*What needs to be done*. Go through the entries below and retype them exactly, omitting each picture.

Segmentation dataset records

———

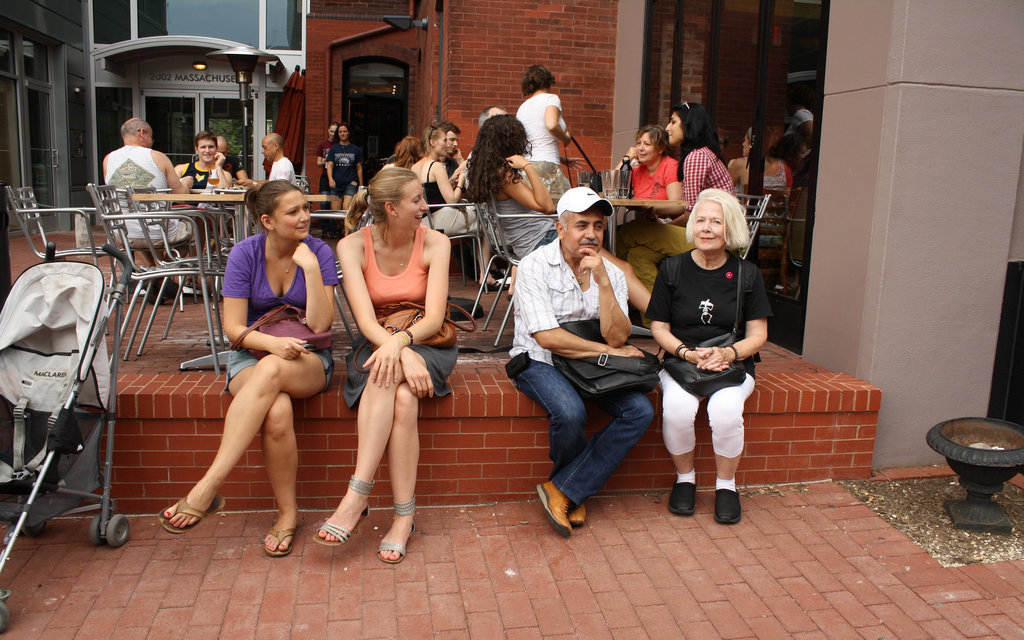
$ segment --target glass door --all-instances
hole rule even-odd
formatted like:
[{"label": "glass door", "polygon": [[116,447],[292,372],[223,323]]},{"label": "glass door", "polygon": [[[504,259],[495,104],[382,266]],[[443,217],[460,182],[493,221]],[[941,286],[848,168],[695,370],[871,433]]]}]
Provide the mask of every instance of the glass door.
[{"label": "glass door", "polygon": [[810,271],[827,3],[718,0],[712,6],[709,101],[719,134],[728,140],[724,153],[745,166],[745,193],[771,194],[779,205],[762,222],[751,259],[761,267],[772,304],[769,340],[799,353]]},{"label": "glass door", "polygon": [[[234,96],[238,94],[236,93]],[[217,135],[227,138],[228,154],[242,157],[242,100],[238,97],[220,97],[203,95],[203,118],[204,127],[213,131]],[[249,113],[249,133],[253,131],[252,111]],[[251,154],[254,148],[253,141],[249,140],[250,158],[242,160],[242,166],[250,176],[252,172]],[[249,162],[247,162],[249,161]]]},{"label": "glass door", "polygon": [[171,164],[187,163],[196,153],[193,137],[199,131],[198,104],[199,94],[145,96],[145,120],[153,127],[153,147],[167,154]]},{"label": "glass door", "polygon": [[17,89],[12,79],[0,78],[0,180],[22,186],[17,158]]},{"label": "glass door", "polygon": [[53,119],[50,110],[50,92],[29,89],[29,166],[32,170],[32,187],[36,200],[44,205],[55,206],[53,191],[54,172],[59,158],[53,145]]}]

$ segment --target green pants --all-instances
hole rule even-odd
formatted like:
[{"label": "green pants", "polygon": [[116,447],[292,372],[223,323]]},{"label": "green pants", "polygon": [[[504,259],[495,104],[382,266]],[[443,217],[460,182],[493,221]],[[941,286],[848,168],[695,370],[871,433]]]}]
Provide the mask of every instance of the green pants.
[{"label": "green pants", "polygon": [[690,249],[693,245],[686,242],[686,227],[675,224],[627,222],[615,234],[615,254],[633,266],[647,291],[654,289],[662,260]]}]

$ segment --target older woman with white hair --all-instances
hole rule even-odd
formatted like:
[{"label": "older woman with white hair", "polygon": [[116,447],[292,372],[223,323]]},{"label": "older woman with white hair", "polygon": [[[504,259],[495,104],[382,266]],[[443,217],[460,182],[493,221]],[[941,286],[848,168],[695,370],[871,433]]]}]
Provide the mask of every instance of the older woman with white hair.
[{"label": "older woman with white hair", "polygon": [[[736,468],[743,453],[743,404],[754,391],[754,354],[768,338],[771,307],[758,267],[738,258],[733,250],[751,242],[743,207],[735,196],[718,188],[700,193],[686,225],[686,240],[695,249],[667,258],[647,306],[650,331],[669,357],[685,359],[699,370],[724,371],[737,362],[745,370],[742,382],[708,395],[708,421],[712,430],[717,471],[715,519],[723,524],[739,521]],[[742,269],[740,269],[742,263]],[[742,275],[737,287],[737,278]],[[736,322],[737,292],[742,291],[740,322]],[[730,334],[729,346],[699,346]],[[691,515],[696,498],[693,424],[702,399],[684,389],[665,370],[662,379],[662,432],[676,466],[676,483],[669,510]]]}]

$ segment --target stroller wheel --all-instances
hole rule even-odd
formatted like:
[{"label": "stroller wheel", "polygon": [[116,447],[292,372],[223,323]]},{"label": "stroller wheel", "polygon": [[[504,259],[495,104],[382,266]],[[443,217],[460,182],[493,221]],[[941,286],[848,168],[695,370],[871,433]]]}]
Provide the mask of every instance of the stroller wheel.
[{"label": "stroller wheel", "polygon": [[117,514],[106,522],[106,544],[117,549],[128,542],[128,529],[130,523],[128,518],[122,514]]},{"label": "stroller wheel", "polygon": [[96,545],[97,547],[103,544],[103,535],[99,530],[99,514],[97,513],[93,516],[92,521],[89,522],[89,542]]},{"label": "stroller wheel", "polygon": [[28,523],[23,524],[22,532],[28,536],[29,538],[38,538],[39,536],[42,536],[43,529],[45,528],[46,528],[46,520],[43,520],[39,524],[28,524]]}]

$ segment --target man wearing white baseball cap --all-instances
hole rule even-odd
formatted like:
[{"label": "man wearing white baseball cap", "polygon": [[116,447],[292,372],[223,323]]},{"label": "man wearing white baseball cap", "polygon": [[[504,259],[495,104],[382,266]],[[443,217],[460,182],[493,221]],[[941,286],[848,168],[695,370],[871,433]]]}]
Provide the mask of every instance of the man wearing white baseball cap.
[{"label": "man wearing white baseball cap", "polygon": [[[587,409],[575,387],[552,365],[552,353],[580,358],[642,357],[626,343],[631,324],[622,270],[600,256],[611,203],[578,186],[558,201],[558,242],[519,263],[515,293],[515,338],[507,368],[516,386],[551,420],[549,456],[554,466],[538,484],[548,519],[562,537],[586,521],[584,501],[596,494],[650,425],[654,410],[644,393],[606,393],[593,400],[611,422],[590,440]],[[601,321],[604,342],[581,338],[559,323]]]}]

———

*Solution*.
$ segment --target glass door --all-instances
hole rule even-odd
formatted like:
[{"label": "glass door", "polygon": [[116,447],[292,372],[223,323]]},{"label": "glass door", "polygon": [[[504,259],[495,104],[382,266]],[[443,217],[460,182],[493,221]],[[941,286],[848,168],[695,370],[871,433]]]}]
Provide the mask of every instance of the glass door.
[{"label": "glass door", "polygon": [[810,271],[827,3],[718,0],[712,6],[709,101],[719,134],[728,140],[724,153],[745,166],[745,193],[771,194],[779,205],[762,222],[751,259],[761,267],[772,304],[769,340],[799,353]]},{"label": "glass door", "polygon": [[[234,96],[238,94],[236,93]],[[217,135],[227,138],[228,154],[242,157],[242,100],[238,97],[220,97],[203,95],[203,118],[204,127],[213,131]],[[249,113],[249,133],[253,131],[252,111]],[[251,154],[254,148],[253,141],[249,140],[250,158],[242,160],[242,166],[250,176],[252,172]],[[249,162],[247,162],[249,161]]]},{"label": "glass door", "polygon": [[171,164],[187,163],[196,153],[193,137],[199,131],[198,104],[199,94],[145,96],[145,120],[153,127],[153,147],[167,154]]},{"label": "glass door", "polygon": [[17,89],[12,79],[0,78],[0,180],[22,186],[17,158]]},{"label": "glass door", "polygon": [[53,119],[50,110],[50,92],[29,89],[29,166],[32,170],[32,187],[36,200],[44,205],[55,206],[53,191],[54,172],[59,158],[53,145]]}]

$ segment --target green pants --all-instances
hole rule even-odd
formatted like:
[{"label": "green pants", "polygon": [[116,447],[292,372],[223,323]]},{"label": "green pants", "polygon": [[[504,259],[495,104],[382,266]],[[443,217],[460,182],[493,221]],[[941,286],[848,168],[695,370],[871,433]]]}]
Provide the mask of every instance of the green pants.
[{"label": "green pants", "polygon": [[690,249],[693,245],[686,242],[686,227],[675,224],[627,222],[615,234],[615,254],[633,266],[647,291],[654,289],[662,260]]}]

$ segment --target older woman with white hair --all-instances
hole rule even-odd
formatted like:
[{"label": "older woman with white hair", "polygon": [[116,447],[292,372],[223,323]]},{"label": "older woman with white hair", "polygon": [[[504,259],[495,104],[382,266]],[[443,217],[460,182],[493,221]],[[941,286],[848,168],[695,370],[871,433]]]}]
Provide the mask of every instance of the older woman with white hair.
[{"label": "older woman with white hair", "polygon": [[[736,468],[743,453],[743,404],[754,391],[754,354],[768,338],[771,307],[758,267],[738,258],[733,250],[751,242],[743,207],[735,196],[718,188],[700,193],[686,225],[686,240],[695,249],[667,258],[647,306],[650,331],[669,357],[685,359],[699,370],[724,371],[737,362],[745,370],[742,382],[708,395],[708,421],[712,430],[717,471],[715,519],[723,524],[739,521]],[[742,269],[740,269],[742,263]],[[742,275],[737,287],[737,278]],[[736,322],[737,292],[742,291],[740,322]],[[730,334],[729,346],[699,346]],[[691,515],[696,498],[693,424],[702,399],[684,389],[665,370],[662,379],[662,432],[676,466],[676,483],[669,510]]]}]

$ segment --target stroller wheel --all-instances
hole rule even-odd
formatted like:
[{"label": "stroller wheel", "polygon": [[116,447],[292,372],[223,323]]},{"label": "stroller wheel", "polygon": [[[504,259],[495,104],[382,266]],[[443,217],[460,182],[493,221]],[[941,286],[848,168],[695,370],[871,433]]]}]
Provide the mask of every instance of the stroller wheel.
[{"label": "stroller wheel", "polygon": [[117,514],[106,522],[106,544],[117,549],[128,542],[128,529],[130,523],[128,518],[122,514]]},{"label": "stroller wheel", "polygon": [[96,545],[97,547],[103,544],[103,535],[99,530],[99,514],[97,513],[93,516],[92,521],[89,522],[89,542]]},{"label": "stroller wheel", "polygon": [[28,523],[23,524],[22,532],[28,536],[29,538],[38,538],[39,536],[42,536],[43,529],[45,528],[46,528],[46,520],[43,520],[39,524],[28,524]]}]

$ segment --target man wearing white baseball cap --all-instances
hole rule even-odd
formatted like:
[{"label": "man wearing white baseball cap", "polygon": [[116,447],[292,372],[223,323]]},{"label": "man wearing white baseball cap", "polygon": [[[504,259],[495,104],[382,266]],[[443,217],[460,182],[493,221]],[[941,286],[848,168],[695,370],[871,433]]]}]
Provide the mask of every instance of the man wearing white baseball cap.
[{"label": "man wearing white baseball cap", "polygon": [[[587,409],[575,387],[552,365],[552,353],[580,358],[642,357],[626,343],[631,324],[622,270],[600,256],[611,203],[578,186],[558,201],[558,242],[519,263],[515,293],[515,338],[507,368],[516,386],[551,420],[549,456],[554,466],[538,484],[548,519],[562,537],[586,521],[584,501],[596,494],[650,425],[654,410],[644,393],[606,393],[593,400],[611,422],[590,440]],[[601,321],[604,342],[581,338],[559,323]]]}]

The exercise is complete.